DATA ENTRIES:
--- Begin ---

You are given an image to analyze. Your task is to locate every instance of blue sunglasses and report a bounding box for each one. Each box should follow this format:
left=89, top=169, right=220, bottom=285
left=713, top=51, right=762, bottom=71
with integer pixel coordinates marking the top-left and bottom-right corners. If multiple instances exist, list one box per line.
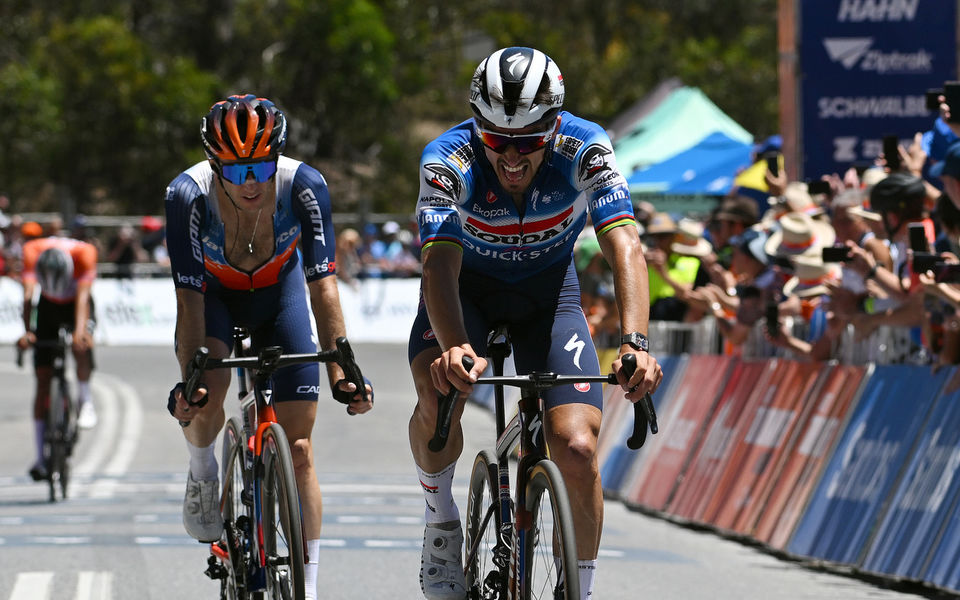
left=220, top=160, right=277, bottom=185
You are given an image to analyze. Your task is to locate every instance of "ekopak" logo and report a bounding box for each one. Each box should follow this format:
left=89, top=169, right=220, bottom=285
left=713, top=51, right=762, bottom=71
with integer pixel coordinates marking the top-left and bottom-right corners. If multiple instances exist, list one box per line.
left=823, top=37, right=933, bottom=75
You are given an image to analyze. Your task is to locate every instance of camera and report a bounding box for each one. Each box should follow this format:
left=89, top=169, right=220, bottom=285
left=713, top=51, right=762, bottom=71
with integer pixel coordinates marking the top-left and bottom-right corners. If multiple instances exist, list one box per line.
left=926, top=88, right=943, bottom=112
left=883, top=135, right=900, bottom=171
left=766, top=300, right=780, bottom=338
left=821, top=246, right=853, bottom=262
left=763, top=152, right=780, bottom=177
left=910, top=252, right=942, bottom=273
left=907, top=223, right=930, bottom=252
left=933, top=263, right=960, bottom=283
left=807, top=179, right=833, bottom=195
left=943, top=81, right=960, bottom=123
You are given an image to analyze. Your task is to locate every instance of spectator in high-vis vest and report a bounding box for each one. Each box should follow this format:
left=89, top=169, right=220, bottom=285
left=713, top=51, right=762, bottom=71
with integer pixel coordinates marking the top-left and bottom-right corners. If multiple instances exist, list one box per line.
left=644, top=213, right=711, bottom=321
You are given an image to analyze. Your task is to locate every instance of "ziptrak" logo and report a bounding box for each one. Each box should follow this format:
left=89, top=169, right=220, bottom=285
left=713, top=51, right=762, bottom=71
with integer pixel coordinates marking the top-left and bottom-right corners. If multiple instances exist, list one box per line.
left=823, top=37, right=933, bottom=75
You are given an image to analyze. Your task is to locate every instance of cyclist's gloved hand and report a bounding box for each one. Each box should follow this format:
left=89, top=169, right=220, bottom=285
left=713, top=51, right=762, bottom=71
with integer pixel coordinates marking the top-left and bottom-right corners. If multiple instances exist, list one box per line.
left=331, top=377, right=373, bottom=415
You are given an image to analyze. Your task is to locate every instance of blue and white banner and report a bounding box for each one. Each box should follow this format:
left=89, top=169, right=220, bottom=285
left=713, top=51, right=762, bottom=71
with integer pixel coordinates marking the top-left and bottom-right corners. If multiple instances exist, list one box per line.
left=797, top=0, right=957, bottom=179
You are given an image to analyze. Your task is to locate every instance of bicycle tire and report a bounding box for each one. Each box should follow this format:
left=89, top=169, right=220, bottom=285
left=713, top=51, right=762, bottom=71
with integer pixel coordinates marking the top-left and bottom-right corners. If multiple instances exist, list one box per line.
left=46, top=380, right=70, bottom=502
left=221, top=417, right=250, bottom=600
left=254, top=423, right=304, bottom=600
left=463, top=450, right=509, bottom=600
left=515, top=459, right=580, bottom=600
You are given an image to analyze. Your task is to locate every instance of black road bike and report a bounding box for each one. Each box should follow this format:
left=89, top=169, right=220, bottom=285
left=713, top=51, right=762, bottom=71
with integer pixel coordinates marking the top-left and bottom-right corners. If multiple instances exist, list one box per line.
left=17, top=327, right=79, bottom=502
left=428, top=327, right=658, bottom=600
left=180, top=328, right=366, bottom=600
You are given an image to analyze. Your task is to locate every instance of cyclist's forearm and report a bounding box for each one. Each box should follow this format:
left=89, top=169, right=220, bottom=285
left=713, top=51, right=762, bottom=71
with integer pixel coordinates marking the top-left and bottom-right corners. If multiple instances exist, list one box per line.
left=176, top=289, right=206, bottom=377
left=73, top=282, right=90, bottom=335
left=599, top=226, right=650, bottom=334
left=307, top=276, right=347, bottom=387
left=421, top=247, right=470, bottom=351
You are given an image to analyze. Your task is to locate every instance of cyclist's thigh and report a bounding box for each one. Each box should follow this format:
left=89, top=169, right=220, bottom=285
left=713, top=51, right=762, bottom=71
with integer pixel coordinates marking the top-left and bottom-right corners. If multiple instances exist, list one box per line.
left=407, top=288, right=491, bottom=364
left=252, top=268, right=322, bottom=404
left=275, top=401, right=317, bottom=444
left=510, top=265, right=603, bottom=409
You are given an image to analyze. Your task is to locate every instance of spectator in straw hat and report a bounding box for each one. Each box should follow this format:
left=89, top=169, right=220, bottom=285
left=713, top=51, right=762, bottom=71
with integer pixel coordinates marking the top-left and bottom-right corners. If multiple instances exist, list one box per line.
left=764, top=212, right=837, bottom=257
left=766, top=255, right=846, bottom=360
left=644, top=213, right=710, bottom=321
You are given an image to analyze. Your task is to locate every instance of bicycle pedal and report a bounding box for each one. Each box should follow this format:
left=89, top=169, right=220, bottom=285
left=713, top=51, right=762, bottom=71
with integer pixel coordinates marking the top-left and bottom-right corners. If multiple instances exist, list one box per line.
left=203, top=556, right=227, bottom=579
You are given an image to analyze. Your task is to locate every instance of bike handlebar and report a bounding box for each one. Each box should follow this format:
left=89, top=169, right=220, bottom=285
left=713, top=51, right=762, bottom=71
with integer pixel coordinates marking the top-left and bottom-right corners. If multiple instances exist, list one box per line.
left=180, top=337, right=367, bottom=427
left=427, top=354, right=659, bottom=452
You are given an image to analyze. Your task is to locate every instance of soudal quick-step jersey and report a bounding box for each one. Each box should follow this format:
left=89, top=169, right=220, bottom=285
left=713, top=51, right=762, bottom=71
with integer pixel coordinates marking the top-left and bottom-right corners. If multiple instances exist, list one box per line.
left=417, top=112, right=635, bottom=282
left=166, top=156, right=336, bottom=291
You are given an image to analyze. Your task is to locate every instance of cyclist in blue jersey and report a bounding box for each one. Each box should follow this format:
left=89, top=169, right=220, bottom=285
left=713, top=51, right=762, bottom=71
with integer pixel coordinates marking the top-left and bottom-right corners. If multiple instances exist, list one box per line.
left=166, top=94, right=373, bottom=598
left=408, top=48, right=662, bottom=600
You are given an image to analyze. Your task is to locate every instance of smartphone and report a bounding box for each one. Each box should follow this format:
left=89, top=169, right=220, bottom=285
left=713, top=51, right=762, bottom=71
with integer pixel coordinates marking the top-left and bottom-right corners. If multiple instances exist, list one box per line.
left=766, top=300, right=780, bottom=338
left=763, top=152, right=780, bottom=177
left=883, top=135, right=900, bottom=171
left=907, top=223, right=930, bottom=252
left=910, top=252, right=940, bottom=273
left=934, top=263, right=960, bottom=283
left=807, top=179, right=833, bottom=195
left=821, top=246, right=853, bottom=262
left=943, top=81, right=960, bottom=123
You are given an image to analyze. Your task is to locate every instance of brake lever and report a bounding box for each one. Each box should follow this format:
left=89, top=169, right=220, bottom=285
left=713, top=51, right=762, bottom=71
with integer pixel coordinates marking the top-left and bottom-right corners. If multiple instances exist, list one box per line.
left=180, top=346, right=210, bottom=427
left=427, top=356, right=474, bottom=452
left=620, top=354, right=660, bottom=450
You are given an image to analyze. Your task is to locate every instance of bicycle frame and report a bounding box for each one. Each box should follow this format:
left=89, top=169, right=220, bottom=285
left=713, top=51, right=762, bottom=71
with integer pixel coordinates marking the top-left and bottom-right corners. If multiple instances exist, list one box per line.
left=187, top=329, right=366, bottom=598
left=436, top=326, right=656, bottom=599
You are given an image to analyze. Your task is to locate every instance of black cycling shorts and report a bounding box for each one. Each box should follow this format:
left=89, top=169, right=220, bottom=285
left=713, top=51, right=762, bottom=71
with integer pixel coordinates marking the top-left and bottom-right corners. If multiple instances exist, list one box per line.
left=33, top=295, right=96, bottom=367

--- End ---

PROMPT:
Gather every line from the rows above that contains the word "jersey", and copy each one in full.

EXERCISE SOLUTION:
You are given an image to analyze. Your task is to locate every instance of soudal quick-step jersey and report a bounding box for each one. Each box should follow this format:
You are given an image to analyze. Your task is to locate every instance of cyclist in blue jersey and report a bounding box for each one. Each box should follow this format:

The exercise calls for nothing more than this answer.